_Selection_
• • •

Even more importantly, as any social scientist will tell you, a resident of a place knows the relevant meaning and context of the “facts” that are collected — the story behind the data. An outsider often has no idea what they’re actually looking at, even if it seems apparent. (An illustrative anecdote: I was recently in Dhaka and we noticed a political poster with a tennis racket symbol. We wondered why use a tennis racket to represent this candidate? That’s not a tennis racket — it’s a racket-shaped electric mosquito zapper, said one Bangladeshi. What you think you see is not the reality that counts!)
So, when the process of mapping gets turned around — with outlines done first by remote tracing and locals left to “fill in the blanks” for those outside pre-determined agendas, that sense of prioritization is flipped. In spite of attempts to include local mappers, needs are often focused on the external (usually large multilateral) agency, leaving just a few skilled country residents to add names to features in places they’ve never set foot in before.
There are degrees of local that we are failing to account for. Thinking that once we’ve engaged anyone “local” (ie, non-foreign) in a mapping project we’ve already leveled the playing field is letting ourselves off the hook too easily. By painting the local with one brush we fail to engage people within their own neighborhood (not to mention linguistic, ethnic group or gender). We underestimate the power of negative stereotypes in every city and country against those in the direst straits, including pervasive ideas of lack of ability, tech or otherwise. This is especially problematic when dealing with the complex dynamics of urban slums, in my experience. But any place where we hope to eventually inspire a cadre of local citizen mappers who care about getting the (data) story right, it’s crucial to diversify.

• • •

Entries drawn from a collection
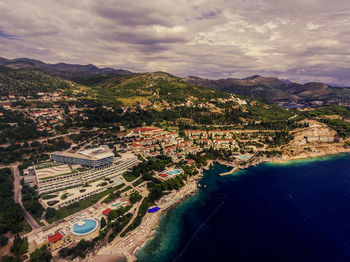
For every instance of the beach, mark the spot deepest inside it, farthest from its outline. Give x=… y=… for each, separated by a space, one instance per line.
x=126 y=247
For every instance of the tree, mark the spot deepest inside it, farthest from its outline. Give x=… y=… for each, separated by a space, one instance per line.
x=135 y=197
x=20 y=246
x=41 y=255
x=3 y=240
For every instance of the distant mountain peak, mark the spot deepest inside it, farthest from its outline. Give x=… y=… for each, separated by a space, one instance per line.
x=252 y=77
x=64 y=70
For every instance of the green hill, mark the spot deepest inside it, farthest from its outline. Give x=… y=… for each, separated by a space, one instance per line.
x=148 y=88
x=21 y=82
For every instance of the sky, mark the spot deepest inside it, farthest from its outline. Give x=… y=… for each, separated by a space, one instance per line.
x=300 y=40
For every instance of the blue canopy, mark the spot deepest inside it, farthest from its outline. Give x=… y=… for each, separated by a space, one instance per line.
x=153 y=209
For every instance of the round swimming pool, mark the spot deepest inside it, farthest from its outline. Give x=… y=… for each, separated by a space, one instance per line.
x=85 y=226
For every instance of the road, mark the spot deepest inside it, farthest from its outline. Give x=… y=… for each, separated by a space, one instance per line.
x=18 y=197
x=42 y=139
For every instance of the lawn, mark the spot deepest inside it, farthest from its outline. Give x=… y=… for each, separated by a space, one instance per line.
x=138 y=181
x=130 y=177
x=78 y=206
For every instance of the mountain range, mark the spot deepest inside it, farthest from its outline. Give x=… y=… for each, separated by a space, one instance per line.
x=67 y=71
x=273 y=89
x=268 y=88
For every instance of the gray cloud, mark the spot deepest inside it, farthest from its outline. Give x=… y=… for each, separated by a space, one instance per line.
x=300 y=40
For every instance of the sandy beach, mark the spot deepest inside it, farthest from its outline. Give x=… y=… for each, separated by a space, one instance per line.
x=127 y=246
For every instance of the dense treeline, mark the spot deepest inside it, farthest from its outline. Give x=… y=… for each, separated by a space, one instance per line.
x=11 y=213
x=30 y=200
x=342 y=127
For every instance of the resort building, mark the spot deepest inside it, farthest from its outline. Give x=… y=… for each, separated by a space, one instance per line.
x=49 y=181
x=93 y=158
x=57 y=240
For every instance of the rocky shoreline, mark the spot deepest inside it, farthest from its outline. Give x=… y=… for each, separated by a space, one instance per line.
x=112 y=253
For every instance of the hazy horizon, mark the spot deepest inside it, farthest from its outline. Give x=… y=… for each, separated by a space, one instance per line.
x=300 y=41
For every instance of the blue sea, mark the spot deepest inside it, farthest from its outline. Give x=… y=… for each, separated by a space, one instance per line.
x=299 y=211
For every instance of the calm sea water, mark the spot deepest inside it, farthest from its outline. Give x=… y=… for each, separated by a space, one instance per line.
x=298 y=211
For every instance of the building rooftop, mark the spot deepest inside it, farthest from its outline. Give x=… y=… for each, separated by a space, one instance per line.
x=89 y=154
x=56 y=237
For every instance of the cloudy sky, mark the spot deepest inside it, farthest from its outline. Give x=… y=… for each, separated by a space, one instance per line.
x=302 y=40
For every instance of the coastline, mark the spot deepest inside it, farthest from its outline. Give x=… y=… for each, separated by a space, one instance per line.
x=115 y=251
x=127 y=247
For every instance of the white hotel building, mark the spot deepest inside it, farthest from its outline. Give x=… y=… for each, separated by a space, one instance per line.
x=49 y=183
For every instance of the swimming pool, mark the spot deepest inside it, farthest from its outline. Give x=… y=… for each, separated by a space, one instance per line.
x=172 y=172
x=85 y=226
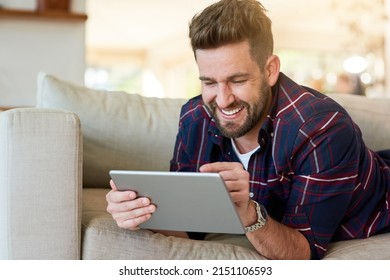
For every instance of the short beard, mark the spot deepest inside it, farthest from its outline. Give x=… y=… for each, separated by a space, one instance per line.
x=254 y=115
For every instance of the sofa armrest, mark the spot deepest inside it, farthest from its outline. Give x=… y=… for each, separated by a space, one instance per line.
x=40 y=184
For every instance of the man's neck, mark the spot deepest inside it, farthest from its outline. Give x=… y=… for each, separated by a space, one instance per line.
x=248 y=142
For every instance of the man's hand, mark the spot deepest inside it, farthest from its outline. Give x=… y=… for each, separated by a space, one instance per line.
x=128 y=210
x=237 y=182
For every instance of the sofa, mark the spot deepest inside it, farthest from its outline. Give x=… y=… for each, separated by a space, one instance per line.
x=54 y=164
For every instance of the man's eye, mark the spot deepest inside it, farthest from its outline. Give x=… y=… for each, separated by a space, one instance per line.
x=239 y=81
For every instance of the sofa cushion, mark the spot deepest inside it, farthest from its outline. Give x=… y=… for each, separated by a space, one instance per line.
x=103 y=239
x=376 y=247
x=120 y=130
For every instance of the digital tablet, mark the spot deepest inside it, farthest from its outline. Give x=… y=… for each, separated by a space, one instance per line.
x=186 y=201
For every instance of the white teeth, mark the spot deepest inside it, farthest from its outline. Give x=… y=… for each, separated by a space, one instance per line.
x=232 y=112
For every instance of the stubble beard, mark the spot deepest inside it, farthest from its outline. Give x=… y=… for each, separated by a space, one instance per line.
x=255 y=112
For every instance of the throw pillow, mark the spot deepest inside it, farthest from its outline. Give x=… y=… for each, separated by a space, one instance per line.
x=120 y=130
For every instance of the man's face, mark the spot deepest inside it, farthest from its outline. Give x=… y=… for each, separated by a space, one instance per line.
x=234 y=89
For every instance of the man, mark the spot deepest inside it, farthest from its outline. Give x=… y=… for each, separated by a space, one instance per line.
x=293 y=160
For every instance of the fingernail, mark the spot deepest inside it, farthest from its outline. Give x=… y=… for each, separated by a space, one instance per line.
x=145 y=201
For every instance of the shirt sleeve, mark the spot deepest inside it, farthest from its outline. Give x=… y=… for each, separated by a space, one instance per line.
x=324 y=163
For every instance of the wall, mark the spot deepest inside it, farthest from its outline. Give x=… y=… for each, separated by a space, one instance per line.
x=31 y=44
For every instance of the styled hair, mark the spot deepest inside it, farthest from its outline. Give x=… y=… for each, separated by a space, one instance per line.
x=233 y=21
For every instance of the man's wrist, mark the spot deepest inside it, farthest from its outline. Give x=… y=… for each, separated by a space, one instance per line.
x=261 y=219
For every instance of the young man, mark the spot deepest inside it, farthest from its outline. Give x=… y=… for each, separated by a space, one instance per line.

• • •

_Set tasks_
• a. In the passage on local mapping, swap "remote tracing" for "outside tracing" and write out the part starting at "So, when the" and ending at "foot in before.".
• b. Based on the passage on local mapping, is each statement true? (i) A Bangladeshi said the symbol on the poster was a mosquito zapper, not a tennis racket. (ii) The writer holds that engaging anyone local in a mapping project already levels the playing field. (iii) The poster was seen in Dhaka. Answer yes or no for each and quote the words that decide it.
• c. Write the next part of the passage on local mapping, picking up after its last sentence.

_Final answers_
• a.
So, when the process of mapping gets turned around — with outlines done first by outside tracing and locals left to “fill in the blanks” for those outside pre-determined agendas, that sense of prioritization is flipped. In spite of attempts to include local mappers, needs are often focused on the external (usually large multilateral) agency, leaving just a few skilled country residents to add names to features in places they’ve never set foot in before.

• b.
(i) Yes: "That’s not a tennis racket — it’s a racket-shaped electric mosquito zapper, said one Bangladeshi."
(ii) No: "Thinking that once we’ve engaged anyone “local” (ie, non-foreign) in a mapping project we’ve already leveled the playing field is letting ourselves off the hook too easily."
(iii) Yes: "I was recently in Dhaka and we noticed a political poster with a tennis racket symbol."

• c.
Having dealt with these challenges nearly from day one of Map Kibera, I’m particularly sensitive to the question “How does a map help the people living in the place represented?” You might say that development agencies and governments have a clear aim for their maps that will help in very important ways. Therefore, a faster and more complete map from a technical standpoint is always better. (Indeed, getting support for open maps in the first place is quite an achievement). But more often than you’d think, the map seems to be made for its own sake or to have a quick showpiece.
Even if our answer is that the map would help if disaster struck, that seems to be missing the point and might not even be true in most cases. Strong local engagement and leadership are said to be “best practice” even in cases of disaster response and preparedness, though they aren’t yet the norm. Since the recent earthquake in Nepal, there has been a very successful mapping response thanks to local OSMers Kathmandu Living Labs. But critically, this group had been working hard locally for some time. And we should see this as a great starting point for widespread engagement, not an end product.
Another problem is that established mapping processes in the field aren’t questioned much, even when it comes to OSM. Since mapping is often something people do who are techies of some kind — GIS people, programmers, urban planners — organizers sometimes seem to forget to simplify to the lowest common denominator needed for a project. Does the project really need to use several types of technological tools and collect every building outline? Does every building address need to be mapped? If not, it just seems like an easy win — why not collect everything? One reason not to is because later when you find you need local buy-in, even OSM may be viewed as an outsider project meant to dominate a neighborhood, a city, especially in sensitive neighborhoods where this has indeed been a primary use of maps. I wonder if people will one day want to create “our map” separately from OSM. A different global map wiki which is geared toward self-determination, perhaps? That would be a major loss for the OSM community.
Perhaps I seem stuck on questions of “whose map” and “by whom, for whom?” Well, that’s what intrigued me about OSM in the first place. We used to talk a lot about the democratizing potential of the internet, about wikis and open source as a model for a new kind of non-hierarchical online organizing. Now, it’s clear that because of low capacity and low access, it’s actually pretty easy to bypass the poor, the offline, the unmapped. And because of higher capacity among wealthier professionals and students in national capitals globally, it’s easier for them to do the job of mapping their country instead. Of course there isn’t anything wrong with people coming together digitally over thousands of miles to create a map. In an idealistic sense it’s a beautiful thing.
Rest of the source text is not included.